§ WHAT TO PRODUCE: Each entry below must appear in the answer exactly as written.

--- START ---

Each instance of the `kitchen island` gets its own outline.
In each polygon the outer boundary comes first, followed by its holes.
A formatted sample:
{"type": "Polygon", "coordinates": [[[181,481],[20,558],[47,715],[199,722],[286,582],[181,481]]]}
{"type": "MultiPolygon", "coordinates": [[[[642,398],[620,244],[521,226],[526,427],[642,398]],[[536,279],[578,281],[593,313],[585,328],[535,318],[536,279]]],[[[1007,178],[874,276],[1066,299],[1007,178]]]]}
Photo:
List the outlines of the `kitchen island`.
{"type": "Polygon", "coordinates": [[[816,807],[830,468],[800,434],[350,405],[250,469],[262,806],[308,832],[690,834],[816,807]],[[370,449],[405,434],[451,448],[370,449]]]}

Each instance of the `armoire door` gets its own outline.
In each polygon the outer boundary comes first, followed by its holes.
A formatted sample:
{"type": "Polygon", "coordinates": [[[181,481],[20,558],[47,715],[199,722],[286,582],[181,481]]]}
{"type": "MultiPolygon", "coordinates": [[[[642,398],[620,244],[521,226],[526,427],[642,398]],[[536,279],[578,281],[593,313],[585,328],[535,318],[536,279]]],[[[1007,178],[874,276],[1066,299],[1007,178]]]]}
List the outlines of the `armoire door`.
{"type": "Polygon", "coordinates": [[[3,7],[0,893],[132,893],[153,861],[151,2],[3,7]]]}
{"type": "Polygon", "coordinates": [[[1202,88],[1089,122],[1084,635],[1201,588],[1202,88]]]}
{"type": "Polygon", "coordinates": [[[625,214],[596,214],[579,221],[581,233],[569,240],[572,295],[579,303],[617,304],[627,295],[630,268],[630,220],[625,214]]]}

--- END ---

§ SOLUTION:
Each instance of the `kitchen island` gets its own outline.
In each polygon the outer boundary comes first, followed by its holes.
A formatted sample:
{"type": "Polygon", "coordinates": [[[181,481],[20,558],[47,715],[199,722],[286,582],[181,481]]]}
{"type": "MultiPolygon", "coordinates": [[[[642,398],[620,244],[521,226],[526,427],[642,398]],[[536,279],[578,281],[593,313],[585,328],[535,318],[536,279]]],[[[1007,178],[874,276],[1066,299],[1007,178]]]]}
Photo:
List the outlines of the `kitchen island`.
{"type": "Polygon", "coordinates": [[[816,807],[830,468],[800,434],[350,405],[250,469],[262,806],[308,832],[690,834],[816,807]],[[370,449],[405,434],[451,448],[370,449]]]}

Each instance of the `armoire door` gets its own outline.
In each polygon the outer boundary comes first, followed by its holes.
A formatted sample:
{"type": "Polygon", "coordinates": [[[181,481],[20,558],[47,715],[199,722],[286,582],[181,481]]]}
{"type": "MultiPolygon", "coordinates": [[[[642,398],[620,244],[521,226],[526,427],[642,398]],[[536,279],[578,281],[593,313],[585,328],[535,318],[536,279]]],[[[1007,178],[874,276],[1066,299],[1007,178]]]]}
List the outlines of the `armoire door`.
{"type": "Polygon", "coordinates": [[[3,7],[0,893],[132,893],[153,861],[151,2],[3,7]]]}
{"type": "Polygon", "coordinates": [[[1202,88],[1089,122],[1084,635],[1201,588],[1202,88]]]}
{"type": "Polygon", "coordinates": [[[625,214],[596,214],[579,221],[581,233],[569,240],[572,295],[579,303],[617,304],[627,295],[630,268],[630,220],[625,214]]]}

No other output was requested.